**STATED PROBLEM 1**
According to the excerpted text on Hispanic heritage, what does the U.S. Census Bureau identify Hispanics as?

Latinx/Hispanic/Chicanx influences are closely tied to our population growth within the country. Hispanics, according to the U.S. Census Bureau, is the largest minority group in the United States. As a group, our influences have reached congress, shaped laws, businesses and affected fields such as science, sports and the arts.
“In many of our cases we have been ignored in the United States, our achievements, our struggles and the cultural intellectual contributions are often not known. And so, it’s important for us to celebrate those kinds of cultural and intellectual contributions. … That has been central to conversations of civil rights, to conversations of equality, that without them, we may not be where we are,” said Cinthya Saavedra, a UTRGV professor and associate dean of the School of Interdisciplinary Programs and Community Engagement and director for the Mexican American Studies Program. “I would hope that people want to celebrate the culture but are also thinking about why we even need a Hispanic Heritage Month.”
Controversies over the identity with which to call ourselves is an ongoing experience for many. Most dislike the government given term Hispanic because of its ties to colonialism. Hispanic umbrellas all Latino ethnicities and cultures in the United States into one single group. However, our unique identities call for more.
“Before I started doing Mexican American Studies, for me it was like, ‘No soy mexicano and that’s it, se acabo,’” Garcia Gilling said. “But these past two or three years, for me, it’s been really easy to say, ‘I’m Latino, I’m Mexicano, I’m Chicano,’ and I’m really proud of that.”
Opening our minds and hearts to our Latin/Hispanic heritage and histories is central in keeping conversations open about equality and identity, and truly celebrates the meaning of Hispanic [Latino, Latina, Latinx, Chicanx] month.

**DATA SHOWN**
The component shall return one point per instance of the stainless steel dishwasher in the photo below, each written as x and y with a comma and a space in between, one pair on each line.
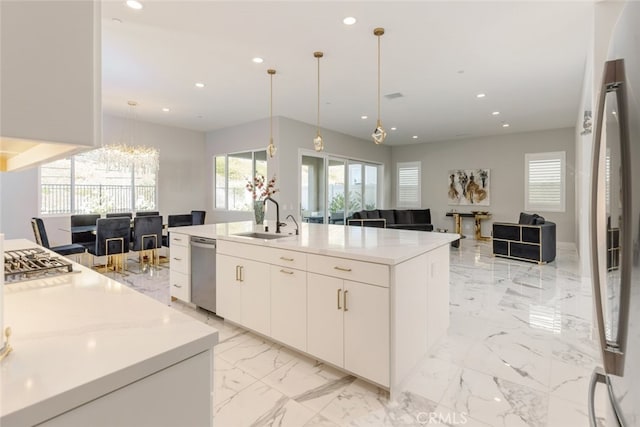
203, 272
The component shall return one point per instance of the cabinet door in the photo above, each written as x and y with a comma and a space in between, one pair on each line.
256, 297
366, 331
325, 318
228, 290
289, 306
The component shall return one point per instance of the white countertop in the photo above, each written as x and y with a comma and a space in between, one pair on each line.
379, 245
78, 336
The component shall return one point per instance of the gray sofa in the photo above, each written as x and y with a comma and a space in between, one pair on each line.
406, 219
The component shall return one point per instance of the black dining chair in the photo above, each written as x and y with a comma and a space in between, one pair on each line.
40, 234
181, 220
86, 238
112, 240
197, 217
147, 232
119, 214
148, 213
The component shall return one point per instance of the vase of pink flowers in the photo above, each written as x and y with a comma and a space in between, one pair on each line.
260, 189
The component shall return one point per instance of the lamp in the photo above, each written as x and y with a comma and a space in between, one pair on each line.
379, 134
123, 154
318, 144
271, 149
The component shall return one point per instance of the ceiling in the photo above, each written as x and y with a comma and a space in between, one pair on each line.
527, 57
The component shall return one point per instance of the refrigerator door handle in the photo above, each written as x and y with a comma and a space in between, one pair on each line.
597, 376
613, 350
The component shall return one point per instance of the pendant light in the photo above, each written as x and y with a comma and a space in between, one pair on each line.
271, 148
379, 134
318, 143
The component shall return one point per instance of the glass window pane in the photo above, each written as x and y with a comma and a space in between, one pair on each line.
55, 187
370, 187
221, 181
239, 173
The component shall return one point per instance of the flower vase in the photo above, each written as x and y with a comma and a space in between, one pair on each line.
258, 211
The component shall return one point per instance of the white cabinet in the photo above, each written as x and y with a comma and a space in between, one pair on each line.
289, 306
243, 292
180, 267
348, 321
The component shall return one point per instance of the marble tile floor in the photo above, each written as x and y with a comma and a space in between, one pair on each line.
518, 352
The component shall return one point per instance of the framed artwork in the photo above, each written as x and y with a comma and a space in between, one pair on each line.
469, 187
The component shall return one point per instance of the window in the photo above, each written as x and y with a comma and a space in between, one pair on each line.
232, 172
544, 186
408, 190
86, 184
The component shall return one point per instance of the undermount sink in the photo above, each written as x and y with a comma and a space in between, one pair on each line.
258, 235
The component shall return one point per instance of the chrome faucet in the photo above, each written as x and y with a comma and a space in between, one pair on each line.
294, 220
277, 212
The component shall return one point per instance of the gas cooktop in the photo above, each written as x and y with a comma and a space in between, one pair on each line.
33, 263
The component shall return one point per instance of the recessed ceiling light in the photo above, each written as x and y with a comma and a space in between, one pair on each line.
133, 4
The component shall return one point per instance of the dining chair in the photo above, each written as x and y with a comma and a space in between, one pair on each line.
112, 239
119, 214
148, 213
197, 217
40, 234
87, 238
147, 232
181, 220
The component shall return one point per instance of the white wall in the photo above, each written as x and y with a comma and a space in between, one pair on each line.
290, 136
182, 182
504, 155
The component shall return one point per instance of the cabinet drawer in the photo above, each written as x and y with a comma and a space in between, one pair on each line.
180, 260
290, 259
245, 250
358, 271
177, 239
180, 286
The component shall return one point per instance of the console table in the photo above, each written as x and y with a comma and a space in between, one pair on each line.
478, 217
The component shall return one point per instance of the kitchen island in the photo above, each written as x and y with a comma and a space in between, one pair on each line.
370, 301
88, 350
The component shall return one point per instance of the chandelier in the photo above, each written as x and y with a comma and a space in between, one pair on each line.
123, 155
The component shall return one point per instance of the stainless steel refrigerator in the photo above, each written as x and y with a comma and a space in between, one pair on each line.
615, 225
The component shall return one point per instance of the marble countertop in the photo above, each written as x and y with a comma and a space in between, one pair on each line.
80, 335
379, 245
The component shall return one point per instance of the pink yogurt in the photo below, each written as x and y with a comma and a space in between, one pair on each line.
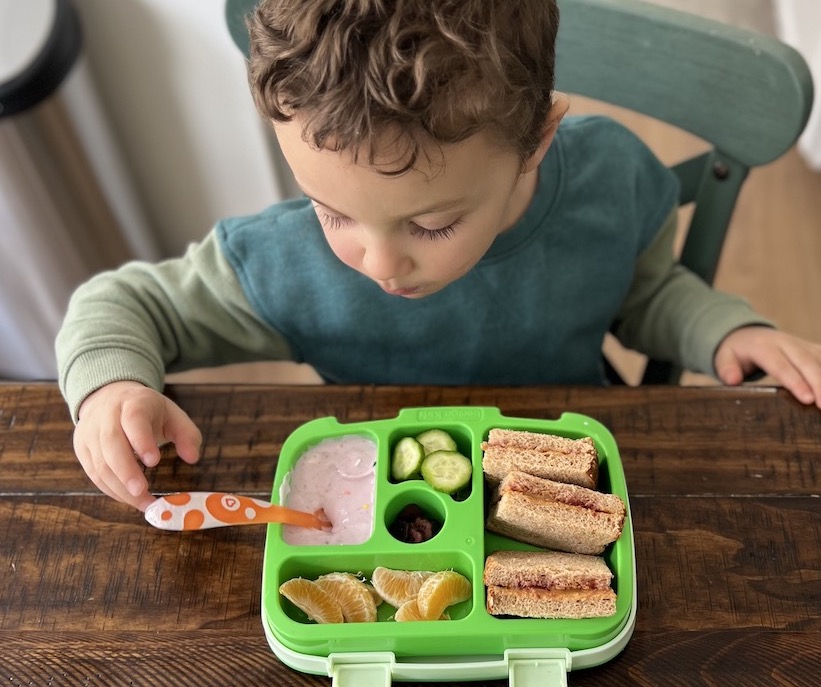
336, 475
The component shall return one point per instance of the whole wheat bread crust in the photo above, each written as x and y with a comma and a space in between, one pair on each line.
574, 461
526, 508
540, 603
549, 570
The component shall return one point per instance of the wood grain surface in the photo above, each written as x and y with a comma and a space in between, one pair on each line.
724, 489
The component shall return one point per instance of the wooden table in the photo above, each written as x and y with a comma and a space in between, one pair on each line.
724, 491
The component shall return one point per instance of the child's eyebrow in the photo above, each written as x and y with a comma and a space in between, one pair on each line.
438, 207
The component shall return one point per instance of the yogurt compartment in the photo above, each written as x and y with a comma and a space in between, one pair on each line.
337, 475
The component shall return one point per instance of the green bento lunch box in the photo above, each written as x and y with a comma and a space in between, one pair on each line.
472, 644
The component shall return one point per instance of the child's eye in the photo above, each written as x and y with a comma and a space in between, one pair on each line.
435, 234
331, 221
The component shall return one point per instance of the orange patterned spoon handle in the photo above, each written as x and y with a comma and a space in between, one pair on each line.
199, 510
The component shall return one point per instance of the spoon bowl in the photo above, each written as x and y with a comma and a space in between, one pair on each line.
199, 510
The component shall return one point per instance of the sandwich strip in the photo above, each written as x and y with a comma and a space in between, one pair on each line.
548, 584
574, 461
554, 515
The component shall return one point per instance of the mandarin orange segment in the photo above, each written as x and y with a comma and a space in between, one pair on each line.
398, 586
351, 594
409, 611
440, 590
374, 594
312, 600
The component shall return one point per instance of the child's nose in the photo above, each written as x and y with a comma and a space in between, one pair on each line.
384, 261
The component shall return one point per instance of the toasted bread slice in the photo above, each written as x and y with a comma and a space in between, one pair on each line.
531, 602
574, 461
548, 584
549, 570
553, 515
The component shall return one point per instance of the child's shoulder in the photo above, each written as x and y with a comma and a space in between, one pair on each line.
284, 229
600, 131
282, 214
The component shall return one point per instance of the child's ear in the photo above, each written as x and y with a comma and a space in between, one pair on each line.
558, 109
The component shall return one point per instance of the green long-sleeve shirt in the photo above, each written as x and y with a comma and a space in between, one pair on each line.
594, 249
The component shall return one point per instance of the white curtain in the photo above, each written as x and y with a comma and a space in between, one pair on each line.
66, 212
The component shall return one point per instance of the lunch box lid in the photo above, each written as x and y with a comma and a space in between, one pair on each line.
530, 652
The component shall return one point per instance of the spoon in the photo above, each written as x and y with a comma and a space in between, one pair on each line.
199, 510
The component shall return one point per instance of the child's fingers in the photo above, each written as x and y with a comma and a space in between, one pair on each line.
117, 465
93, 458
803, 378
729, 368
184, 434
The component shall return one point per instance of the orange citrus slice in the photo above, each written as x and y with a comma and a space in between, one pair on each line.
314, 601
441, 590
409, 611
374, 594
351, 594
398, 586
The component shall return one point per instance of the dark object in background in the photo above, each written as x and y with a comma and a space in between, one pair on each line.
413, 526
47, 70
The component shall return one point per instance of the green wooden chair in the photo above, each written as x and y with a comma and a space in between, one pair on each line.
747, 95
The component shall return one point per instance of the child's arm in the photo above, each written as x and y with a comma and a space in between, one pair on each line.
671, 314
793, 362
123, 421
123, 329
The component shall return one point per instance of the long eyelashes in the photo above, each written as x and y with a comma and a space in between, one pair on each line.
338, 222
435, 234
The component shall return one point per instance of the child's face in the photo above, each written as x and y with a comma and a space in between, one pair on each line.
416, 233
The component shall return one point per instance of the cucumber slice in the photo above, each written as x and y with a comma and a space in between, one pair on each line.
407, 459
436, 440
446, 471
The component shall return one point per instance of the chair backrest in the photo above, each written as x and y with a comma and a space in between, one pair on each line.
745, 94
748, 96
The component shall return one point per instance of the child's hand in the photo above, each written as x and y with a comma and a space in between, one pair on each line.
124, 422
792, 362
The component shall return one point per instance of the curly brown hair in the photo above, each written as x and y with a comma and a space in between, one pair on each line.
420, 71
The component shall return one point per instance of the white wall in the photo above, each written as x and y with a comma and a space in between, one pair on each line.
173, 85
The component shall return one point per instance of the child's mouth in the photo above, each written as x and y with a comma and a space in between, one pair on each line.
402, 292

**STATED PROBLEM 2**
Find every line in the records that contains the string "vase" and copy each one.

**WORKED SOLUTION 1**
The largest minority group in the United States.

**WORKED SOLUTION 2**
The component shall return one point per instance of the vase of pink flowers in the photo above, each written as x and y with a comma and a space in between, one pair on each line.
The component shall return one point per instance of the flower vase in the photo above, each written as x and y with a comma and a space in between, one pair on each line.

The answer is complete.